:: PROBLEM TO WORK ON ::
Convert only the lines from the one containing "Can you find the bridge support" through the one containing "pixel 36 223", both included, into a numbered list, leaving out any blank lines.

++++ WORKING DATA ++++

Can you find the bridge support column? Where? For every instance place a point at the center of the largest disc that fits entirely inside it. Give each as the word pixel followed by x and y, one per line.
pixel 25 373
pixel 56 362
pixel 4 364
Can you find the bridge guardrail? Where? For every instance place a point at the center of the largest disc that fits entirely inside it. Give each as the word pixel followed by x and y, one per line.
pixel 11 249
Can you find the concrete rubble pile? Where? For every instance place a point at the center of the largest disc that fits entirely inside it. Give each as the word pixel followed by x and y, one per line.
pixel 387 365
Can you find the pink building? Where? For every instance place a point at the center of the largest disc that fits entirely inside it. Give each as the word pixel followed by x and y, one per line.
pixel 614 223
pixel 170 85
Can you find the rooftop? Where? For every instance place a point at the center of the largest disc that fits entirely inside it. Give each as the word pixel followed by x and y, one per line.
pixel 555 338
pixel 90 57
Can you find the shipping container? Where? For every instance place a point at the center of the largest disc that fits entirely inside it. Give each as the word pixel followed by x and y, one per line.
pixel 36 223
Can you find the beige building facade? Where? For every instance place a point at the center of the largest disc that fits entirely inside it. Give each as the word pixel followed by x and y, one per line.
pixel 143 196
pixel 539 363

++++
++++ WORKING DATA ++++

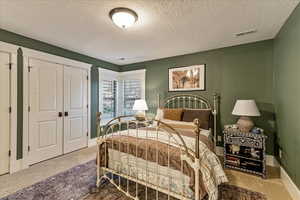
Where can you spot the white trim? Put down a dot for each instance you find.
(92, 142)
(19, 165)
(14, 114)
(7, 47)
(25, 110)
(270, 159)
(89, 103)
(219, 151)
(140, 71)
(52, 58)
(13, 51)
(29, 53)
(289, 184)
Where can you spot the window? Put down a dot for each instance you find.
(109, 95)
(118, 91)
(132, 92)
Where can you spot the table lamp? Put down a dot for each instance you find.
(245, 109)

++++

:: OUTPUT OF THE EXERCISE ::
1. Can you find the bridge support column? Where? For every instance place a point at the center of the largest disc that fits entirely inside it. Give each as the word pixel followed by x and y, one per line.
2. pixel 25 373
3. pixel 56 362
4. pixel 4 364
5. Can you find the bridge guardrail? Where? For every instance place a point at the center of the largest disc that fits entirely inside it. Give each as the word pixel followed by x and y, one per line.
6. pixel 11 249
7. Can you find the concrete rubble pile? Where? For every instance place a point at the center of the largest disc that fits entirely inside it. Give each as the word pixel followed by x and y, one per line.
8. pixel 387 365
9. Can you find the pink building? Where? For every instance place a point at the center of the largest disc that fits entirely inside it. Give each as the word pixel followed by x and y, one per line.
10. pixel 614 223
11. pixel 170 85
12. Can you find the rooftop? Where? For every instance place a point at the center of the largest disc that fits entirely inside it. Give each as the word pixel followed by x and y, one per line.
13. pixel 555 338
14. pixel 90 57
15. Can you find the shipping container? Where? For every instance place a point at the center of the largest disc that fits entirely inside it. Give each as the word pixel followed by x and y, one per line.
16. pixel 36 223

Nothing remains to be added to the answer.